DOCUMENT EXCERPT:
= = =

A Biography in 1,000 Players No. 41 Bob Gibson (Number 12 Pitcher)

Personally, I would have put Gibson in front of Perry, but I already had a couple of other pitchers pass Perry and I thought I would have to give Gibson too many points.

I was 8 years old in 1967 and it was the 1967 was the first World Series I watched as a baseball fan with some knowledge of the game. I was cheering for Gibson’s Cardinals even though I knew pretty much nothing about them as the Red Sox beat the Twins the last two games to get to the World Series. This was 8-year old logic. Of course, the two best players for the Cardinals in that World Series were Bob Gibson and Lou Brock. The Cardinals ended up winning the World Series in 7 games with Bob Gibson winning 3 of them. Lou Brock hit off .400 in the series, slugged over .600 and stole 7 bases, one a game. They became heroes of mine as well as two of my favorite players. I cheered for both players the rest of their careers. I read an autobiography by Gibson and it was there I first read about race issues. I also learned a lot about race issues in a book by Bill Russell the basketball player. I was in grade school at the time I read these books, but both had a big impact on my life. When I was in first grade we moved from North Dakota to California as my Dad was in the Air Force. There were some black kids in my class. I didn’t think of them as different from other kids. I did notice they were black. At that point I didn’t even know there were problems between the races or why there would be. I mostly learned that from reading sports books.

= = =

STATED PROBLEM 1: In the text about Bob Gibson, how many games did Gibson win in the 1967 World Series?
The records that follow are unrelated to the text about Bob Gibson.

= = =

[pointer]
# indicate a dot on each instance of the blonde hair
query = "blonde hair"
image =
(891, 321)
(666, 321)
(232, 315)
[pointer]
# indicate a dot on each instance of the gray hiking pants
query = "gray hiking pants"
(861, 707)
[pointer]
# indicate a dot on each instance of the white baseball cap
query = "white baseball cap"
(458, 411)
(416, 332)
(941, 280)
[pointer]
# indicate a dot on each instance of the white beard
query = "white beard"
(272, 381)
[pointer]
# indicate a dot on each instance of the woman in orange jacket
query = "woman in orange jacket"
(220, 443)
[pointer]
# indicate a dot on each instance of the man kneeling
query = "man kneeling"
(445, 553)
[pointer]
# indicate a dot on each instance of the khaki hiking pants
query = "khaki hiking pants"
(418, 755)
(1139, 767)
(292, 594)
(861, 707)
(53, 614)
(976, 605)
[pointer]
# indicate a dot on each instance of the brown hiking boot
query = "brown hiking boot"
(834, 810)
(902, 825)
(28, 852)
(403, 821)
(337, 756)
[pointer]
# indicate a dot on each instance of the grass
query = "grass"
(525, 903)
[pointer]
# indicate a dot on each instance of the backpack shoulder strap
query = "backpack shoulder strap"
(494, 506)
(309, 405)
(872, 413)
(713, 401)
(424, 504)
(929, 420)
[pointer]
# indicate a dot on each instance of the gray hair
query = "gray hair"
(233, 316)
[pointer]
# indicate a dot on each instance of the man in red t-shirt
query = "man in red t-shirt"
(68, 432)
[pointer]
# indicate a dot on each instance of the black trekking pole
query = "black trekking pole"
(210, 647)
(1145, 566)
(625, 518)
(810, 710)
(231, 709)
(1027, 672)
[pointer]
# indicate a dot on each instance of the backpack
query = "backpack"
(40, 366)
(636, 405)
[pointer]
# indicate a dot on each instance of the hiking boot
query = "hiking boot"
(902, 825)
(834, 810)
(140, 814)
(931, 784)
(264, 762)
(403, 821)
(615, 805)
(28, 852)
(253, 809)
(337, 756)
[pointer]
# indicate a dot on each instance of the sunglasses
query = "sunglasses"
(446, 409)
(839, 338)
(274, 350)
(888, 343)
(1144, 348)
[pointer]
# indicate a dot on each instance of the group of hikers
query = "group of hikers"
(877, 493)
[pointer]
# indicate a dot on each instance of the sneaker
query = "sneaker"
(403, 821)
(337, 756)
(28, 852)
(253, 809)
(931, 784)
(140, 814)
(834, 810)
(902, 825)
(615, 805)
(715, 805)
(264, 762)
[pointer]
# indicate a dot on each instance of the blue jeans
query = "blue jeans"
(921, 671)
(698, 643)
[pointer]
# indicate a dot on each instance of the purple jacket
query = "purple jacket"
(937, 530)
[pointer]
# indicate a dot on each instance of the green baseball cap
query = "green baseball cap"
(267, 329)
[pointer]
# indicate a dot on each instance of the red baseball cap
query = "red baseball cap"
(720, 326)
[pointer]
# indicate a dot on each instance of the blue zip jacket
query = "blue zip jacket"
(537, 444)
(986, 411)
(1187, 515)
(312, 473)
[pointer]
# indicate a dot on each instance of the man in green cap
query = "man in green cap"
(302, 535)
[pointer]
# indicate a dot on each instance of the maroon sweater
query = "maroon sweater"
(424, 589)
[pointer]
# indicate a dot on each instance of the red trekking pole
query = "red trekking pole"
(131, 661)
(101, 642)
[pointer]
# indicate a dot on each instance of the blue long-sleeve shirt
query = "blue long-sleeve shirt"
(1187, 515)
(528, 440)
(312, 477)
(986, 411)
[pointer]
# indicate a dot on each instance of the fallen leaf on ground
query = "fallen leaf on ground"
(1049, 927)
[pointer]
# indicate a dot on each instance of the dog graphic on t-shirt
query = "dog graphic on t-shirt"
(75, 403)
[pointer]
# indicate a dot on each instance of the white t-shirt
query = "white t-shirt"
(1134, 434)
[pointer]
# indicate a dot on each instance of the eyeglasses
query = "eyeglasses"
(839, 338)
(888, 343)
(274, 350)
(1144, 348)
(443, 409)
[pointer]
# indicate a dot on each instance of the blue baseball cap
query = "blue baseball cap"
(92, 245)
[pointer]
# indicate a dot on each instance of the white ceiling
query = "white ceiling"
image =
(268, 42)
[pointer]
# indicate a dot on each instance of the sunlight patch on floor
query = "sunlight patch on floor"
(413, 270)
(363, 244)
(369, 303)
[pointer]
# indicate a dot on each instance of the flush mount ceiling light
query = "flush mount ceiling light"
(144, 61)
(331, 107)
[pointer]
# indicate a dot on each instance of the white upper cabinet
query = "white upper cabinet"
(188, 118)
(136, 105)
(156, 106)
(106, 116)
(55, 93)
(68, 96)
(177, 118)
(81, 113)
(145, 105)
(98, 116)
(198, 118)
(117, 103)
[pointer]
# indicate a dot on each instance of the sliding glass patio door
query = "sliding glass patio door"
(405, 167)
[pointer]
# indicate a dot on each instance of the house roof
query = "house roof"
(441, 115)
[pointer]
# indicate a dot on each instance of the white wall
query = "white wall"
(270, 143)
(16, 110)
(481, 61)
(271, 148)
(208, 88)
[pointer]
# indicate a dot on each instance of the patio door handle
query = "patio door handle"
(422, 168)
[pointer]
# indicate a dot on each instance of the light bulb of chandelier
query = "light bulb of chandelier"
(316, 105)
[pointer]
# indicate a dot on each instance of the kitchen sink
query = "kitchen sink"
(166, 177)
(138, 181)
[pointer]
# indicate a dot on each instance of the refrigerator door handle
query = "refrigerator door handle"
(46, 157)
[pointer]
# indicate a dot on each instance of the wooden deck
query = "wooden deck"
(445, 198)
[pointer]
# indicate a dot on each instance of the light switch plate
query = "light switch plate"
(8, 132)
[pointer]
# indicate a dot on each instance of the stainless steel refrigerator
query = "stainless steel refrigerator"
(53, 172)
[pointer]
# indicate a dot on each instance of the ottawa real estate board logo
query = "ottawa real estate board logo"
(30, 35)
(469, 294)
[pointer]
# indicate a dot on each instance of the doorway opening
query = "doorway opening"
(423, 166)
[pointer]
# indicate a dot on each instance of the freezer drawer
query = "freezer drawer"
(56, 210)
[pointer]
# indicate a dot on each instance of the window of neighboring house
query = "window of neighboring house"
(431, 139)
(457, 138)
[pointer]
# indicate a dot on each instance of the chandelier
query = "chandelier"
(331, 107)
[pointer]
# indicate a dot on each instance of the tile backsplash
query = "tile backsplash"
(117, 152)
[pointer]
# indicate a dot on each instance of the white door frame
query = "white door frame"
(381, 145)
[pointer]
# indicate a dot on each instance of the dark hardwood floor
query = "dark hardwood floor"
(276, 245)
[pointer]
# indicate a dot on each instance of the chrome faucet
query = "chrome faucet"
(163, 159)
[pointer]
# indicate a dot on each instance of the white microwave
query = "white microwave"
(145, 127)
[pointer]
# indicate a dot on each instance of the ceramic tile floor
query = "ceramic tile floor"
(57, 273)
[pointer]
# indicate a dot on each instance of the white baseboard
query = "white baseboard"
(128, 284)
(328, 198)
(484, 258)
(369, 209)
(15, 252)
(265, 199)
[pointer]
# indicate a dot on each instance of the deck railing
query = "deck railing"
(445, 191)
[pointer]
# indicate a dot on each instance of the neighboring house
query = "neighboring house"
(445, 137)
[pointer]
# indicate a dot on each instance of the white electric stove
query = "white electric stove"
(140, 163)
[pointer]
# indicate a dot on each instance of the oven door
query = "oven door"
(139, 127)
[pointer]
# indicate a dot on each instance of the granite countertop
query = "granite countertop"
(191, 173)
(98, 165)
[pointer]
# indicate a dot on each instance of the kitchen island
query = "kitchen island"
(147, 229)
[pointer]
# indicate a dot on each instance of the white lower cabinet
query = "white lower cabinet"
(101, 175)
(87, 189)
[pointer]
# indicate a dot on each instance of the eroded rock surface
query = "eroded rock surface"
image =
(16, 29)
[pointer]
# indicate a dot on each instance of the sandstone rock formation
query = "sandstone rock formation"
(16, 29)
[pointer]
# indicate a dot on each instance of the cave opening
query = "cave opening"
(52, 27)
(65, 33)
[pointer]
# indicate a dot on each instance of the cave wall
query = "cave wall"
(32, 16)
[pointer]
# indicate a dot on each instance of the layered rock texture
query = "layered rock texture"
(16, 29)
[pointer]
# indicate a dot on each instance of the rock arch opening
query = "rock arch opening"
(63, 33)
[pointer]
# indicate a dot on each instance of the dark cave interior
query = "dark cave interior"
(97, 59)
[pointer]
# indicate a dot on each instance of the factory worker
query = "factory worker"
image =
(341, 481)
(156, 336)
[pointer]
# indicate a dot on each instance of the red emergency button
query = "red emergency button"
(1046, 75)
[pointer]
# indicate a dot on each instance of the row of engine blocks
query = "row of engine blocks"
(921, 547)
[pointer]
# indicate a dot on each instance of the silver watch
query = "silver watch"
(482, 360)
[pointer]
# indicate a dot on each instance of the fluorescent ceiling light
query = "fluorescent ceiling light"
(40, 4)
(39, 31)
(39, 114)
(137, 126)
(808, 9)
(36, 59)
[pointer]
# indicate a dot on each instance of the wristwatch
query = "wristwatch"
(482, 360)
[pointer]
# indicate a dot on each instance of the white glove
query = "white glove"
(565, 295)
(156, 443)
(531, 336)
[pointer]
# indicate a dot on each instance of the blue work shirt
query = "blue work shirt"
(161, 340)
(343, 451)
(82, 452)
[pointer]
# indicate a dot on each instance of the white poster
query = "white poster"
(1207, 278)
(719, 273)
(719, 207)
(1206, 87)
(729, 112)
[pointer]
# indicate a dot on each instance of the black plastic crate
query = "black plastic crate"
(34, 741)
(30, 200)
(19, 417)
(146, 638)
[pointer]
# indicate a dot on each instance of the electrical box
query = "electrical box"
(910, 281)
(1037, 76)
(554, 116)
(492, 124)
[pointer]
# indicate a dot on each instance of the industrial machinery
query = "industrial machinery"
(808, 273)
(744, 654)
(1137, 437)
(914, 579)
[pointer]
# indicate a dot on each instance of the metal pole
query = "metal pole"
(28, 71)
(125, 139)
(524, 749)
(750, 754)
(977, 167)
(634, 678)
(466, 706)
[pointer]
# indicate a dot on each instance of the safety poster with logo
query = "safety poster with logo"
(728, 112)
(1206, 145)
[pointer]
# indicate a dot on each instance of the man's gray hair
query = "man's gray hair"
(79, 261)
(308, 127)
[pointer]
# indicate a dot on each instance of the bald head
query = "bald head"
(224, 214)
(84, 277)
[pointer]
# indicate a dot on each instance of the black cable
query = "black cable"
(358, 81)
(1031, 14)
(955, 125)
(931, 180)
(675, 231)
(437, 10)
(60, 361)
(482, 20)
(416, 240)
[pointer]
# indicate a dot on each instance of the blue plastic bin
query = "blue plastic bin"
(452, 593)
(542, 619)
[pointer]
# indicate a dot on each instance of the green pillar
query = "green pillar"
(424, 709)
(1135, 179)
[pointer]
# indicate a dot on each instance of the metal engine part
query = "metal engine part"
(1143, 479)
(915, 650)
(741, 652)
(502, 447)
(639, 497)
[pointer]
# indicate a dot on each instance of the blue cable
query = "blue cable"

= = =

STATED PROBLEM 2: Extract every line of the records that contains the string "engine".

FINISHED ANSWER 1: Gibson won three of the seven games.

FINISHED ANSWER 2:
# indicate a dot on each instance of the row of engine blocks
query = "row of engine blocks"
# indicate a dot on each instance of the metal engine part
query = "metal engine part"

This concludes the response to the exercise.